依頼文 A: 本文のあとに並ぶ行のうち、文字列「number」を含むものをすべて集めて書き写すこと。

編入体験談

2024年:豊橋技術科学大学

自己紹介

名前:あまおう
出身高専:某高専 機械工学科
学科順位:1年:20位、2年:25位、3年~5年:Dラン ※3~5年は順位が数字ではなくA~Eの5段階で評価されました
受験年:2023
受験大学(受験科目):英語(独自試験)、数学、国語、専門科目
併願大学:山口大学 工学部 機械工学科(合格)、大阪公立大学 工学部 機械工学科(不合格)、熊本大学 工学部 機械数理工学科(未受験)
部活や資格:TOEIC L&R590点取得(22年3月)

なぜ編入をしようと思ったか

はじめに、僕は他の人と違って卒業時に進路が決まっていませんでした。つまり浪人して編入試験に臨みました。一般的に、高専➡大学の編入で全落ちした人は就職を選ぶことが多いと思います。しかし僕は、どうしても大学に進学したかったことや高専卒で就職すると非常に後悔するのではないかと考え、浪人を選びました。

そのほかの志望理由は以下の通りです。

  • 「機械」というものをもっと広義的に学びたかった
  • 愛知県に位置しており、就活を有利に進められる
  • 院進学がほぼフリーパス

科目ごとの勉強方法

数学

豊橋技術科学大学の数学は例年次の出題になってます。
【線形代数、積分の計算、偏微分の小問集合、確率、微分方程式】
※出題傾向が一気に変わることも想定したうえで勉強してください。
※1変数の積分計算も含みます
※確率は高校範囲です

高専を卒業する直前まで、大阪大学(基礎工学部)の編入を意識してたので豊橋技術科学大学用の対策はしてませんでした。
対策としては数学の問題集の他に、僕は編入予備校に通っていた関係で宿題としていろんな大学の過去問題を解いてました。過去問は2年間解いただけです。

問題集は次の3冊を用いました。

依頼文 B: 上の編入体験談で、併願して合格した大学と学部学科はどこか。

提供資料:
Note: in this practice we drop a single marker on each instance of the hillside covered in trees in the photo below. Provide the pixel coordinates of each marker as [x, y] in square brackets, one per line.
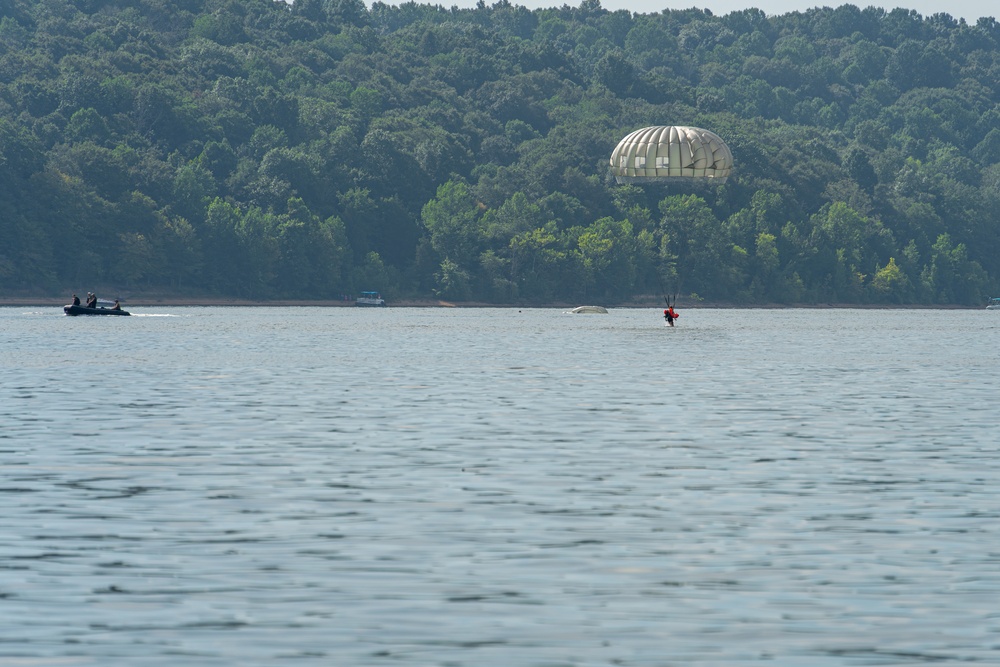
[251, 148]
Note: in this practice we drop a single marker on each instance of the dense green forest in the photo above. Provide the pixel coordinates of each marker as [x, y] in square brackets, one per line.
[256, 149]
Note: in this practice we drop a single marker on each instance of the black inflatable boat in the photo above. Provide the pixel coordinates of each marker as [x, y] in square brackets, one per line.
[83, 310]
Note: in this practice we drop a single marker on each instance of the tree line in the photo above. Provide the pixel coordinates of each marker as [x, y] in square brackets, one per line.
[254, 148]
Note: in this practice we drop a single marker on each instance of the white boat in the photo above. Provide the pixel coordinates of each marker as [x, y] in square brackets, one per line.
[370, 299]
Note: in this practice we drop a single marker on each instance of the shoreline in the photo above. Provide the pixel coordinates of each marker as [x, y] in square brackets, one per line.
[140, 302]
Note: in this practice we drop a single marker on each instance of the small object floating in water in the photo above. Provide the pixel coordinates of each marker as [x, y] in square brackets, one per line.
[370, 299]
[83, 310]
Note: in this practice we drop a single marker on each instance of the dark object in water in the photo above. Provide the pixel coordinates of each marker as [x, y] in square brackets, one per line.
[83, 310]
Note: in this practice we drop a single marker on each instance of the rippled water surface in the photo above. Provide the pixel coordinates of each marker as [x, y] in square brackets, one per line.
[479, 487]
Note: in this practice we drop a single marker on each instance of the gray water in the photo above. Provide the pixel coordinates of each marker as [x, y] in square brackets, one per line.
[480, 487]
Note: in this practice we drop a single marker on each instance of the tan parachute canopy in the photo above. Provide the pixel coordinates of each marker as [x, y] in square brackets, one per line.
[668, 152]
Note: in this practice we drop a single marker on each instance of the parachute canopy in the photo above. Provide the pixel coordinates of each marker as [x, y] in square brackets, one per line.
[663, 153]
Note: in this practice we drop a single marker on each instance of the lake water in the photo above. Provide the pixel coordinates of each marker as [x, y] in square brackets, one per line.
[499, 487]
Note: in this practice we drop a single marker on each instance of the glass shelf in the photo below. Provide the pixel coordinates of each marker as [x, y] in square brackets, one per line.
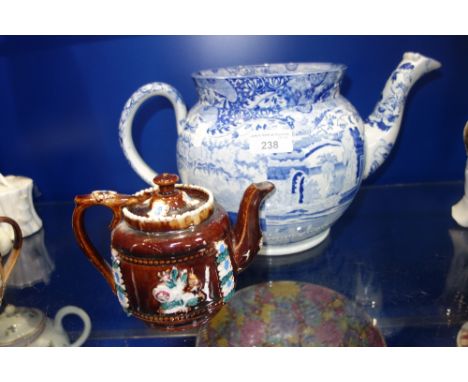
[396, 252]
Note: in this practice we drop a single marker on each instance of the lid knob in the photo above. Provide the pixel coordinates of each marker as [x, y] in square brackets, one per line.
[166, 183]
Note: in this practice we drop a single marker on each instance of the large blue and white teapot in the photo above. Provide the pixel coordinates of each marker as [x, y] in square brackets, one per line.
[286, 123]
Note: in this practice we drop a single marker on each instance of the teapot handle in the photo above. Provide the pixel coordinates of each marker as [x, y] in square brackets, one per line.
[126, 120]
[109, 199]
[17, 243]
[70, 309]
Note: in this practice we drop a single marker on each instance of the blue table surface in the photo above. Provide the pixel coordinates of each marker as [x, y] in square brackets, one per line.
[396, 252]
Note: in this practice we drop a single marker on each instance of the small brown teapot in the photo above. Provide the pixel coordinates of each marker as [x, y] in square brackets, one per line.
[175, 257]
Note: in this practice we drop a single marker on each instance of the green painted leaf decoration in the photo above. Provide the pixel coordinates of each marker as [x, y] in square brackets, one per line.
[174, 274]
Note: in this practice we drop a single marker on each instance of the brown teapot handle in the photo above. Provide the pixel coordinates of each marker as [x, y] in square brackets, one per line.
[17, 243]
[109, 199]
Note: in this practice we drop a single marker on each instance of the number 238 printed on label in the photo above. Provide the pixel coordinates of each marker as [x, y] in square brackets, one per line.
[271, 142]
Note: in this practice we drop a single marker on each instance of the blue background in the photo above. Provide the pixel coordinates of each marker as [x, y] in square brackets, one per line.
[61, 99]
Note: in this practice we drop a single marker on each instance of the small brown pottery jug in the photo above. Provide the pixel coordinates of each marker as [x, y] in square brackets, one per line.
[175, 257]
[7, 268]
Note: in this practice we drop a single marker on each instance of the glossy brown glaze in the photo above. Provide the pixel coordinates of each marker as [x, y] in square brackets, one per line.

解答例 A:
Note: in this practice we drop a single marker on each instance of the number 238 printed on label in the photo above. Provide the pixel coordinates of each marker as [x, y] in square brackets, one per line.

解答例 B: 山口大学 工学部 機械工学科